Tasks to carry out ->
- a) In the thread about a dog's poncho, which size does elaina say she has right now?
- b) Resume the forum thread about the dog's poncho with the next post after its final one.

# my poncho



## elaina (Jul 1, 2008)

hi , its Latte. mom wanted me to try on this poncho.


----------



## ~LS~ (Oct 29, 2011)

Aww haha what a cutie! That color suits her so well. :love2:
Elaine, did Latte lose a bit of weight?


----------



## LBChi (Mar 12, 2012)

That is adorable. Are you selling these?


----------



## elaina (Jul 1, 2008)

~LS~ said:


> Aww haha what a cutie! That color suits her so well. :love2:
> Elaine, did Latte lose a bit of weight?


hehe... i never had a poncho for any of my dogs before . pink is a great color always for her. 
i dont know if she lost some weight... hmmm. i havent had her weighed for awhile. i'm bringing her and Tootsie to the vet in a couple days to get there nails trimmed, so , i'll have them both weighed


----------



## elaina (Jul 1, 2008)

LBChi said:


> That is adorable. Are you selling these?


thanks ! i am selling them but i only have size xxs right now. next time i go back to the petwarehouse i'll try to find some bigger sizes but not sure if they'll have them ...


----------



## ~LS~ (Oct 29, 2011)

Obviously I can't see her figure under the poncho, but her face seems slimmer.
Either way, she looks really great. Lovely girl.


----------



## Ruffio N Reinas (Oct 30, 2012)

How much are the ponchos, and what colors do you have?? I have a boy and girl i would like to get one for


----------



## LBChi (Mar 12, 2012)

elaina said:


> thanks ! i am selling them but i only have size xxs right now. next time i go back to the petwarehouse i'll try to find some bigger sizes but not sure if they'll have them ...


Woo Hoo!! I want one for Chica!! Maybe I can find one for her in Mexico!


----------



## Ruffio N Reinas (Oct 30, 2012)

LBChi said:


> Woo Hoo!! I want one for Chica!! Maybe I can find one for her in Mexico!


I found a really cute little sombrero for my chi when I was in mexico. Now I just need a poncho to go with it lol


----------



## Missygal (May 19, 2011)

That is really cute!!


Sent from my iPhone using Petguide.com App


----------



## Buildthemskywards (Jun 16, 2012)

Looks great! Doesn't she look classy!


----------



## LBChi (Mar 12, 2012)

Tara & Ruffio said:


> I found a really cute little sombrero for my chi when I was in mexico. Now I just need a poncho to go with it lol


Im going to look for 1 or 2 while I am there.

Dataset extract ->
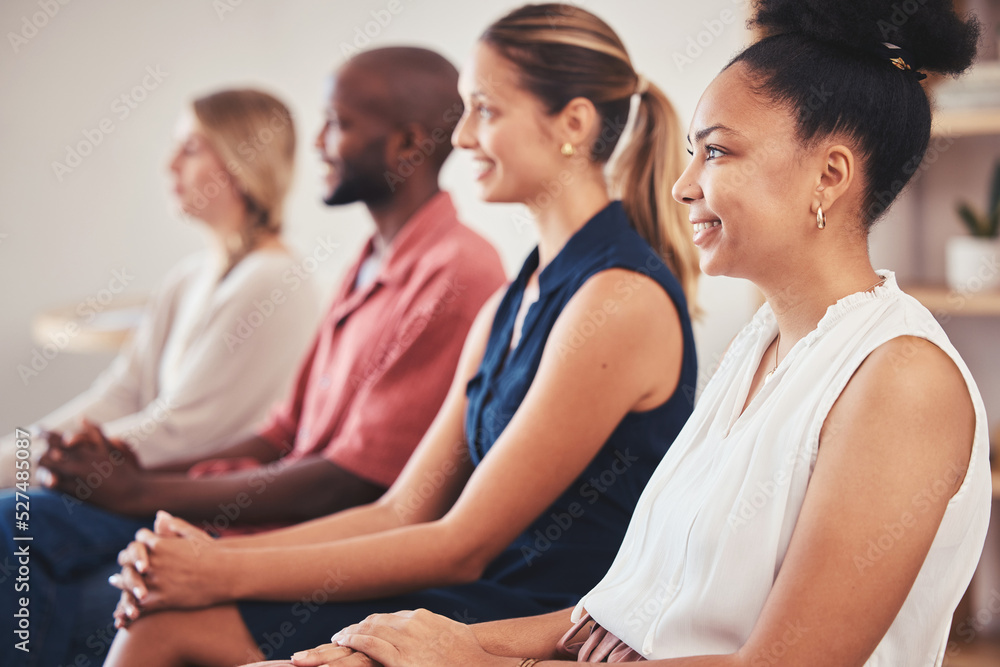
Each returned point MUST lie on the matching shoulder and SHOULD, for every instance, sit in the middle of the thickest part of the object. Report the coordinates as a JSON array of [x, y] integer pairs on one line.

Expected outputs ->
- a) Only size xxs.

- b)
----------



## Ricci and Ruby (Dec 16, 2012)

Oh my goodness, I have been looking everywhere for a little sombrero and poncho for Ruby! The trouble with living in Australia though is I have to do most of my shopping for Rubes online, and haven't been able to find any anywhere. When you have other sizes will you post to Aus? I'll definitely buy one! 


Sent from my iPhone using Petguide.com Free App


----------



## guccigrande (Apr 17, 2011)

That poncho is so cute on Latte


----------



## KittyD (Apr 2, 2010)

Look at that little Muffin! oh Elaine she looks so darling too bad that poncho does not come in blue! :lol:


----------



## elaina (Jul 1, 2008)

~LS~ said:


> Obviously I can't see her figure under the poncho, but her face seems slimmer.
> Either way, she looks really great. Lovely girl.


thanks LS . i been meaning to tell you i love your new siggy. i was so happy to see Bella in her Thermal w/ hearts ! 



Tara & Ruffio said:


> How much are the ponchos, and what colors do you have?? I have a boy and girl i would like to get one for


they are just 4.00 each plus shipping and i only have the color that Latte is wearing. i sent you a pm 



LBChi said:


> Woo Hoo!! I want one for Chica!! Maybe I can find one for her in Mexico!


oh, nice ! when are you going ? i love Mexico.. i havnt been in ages though



Missygal said:


> That is really cute!!
> thanks !!
> 
> 
> Sent from my iPhone using Petguide.com App





Buildthemskywards said:


> Looks great! Doesn't she look classy!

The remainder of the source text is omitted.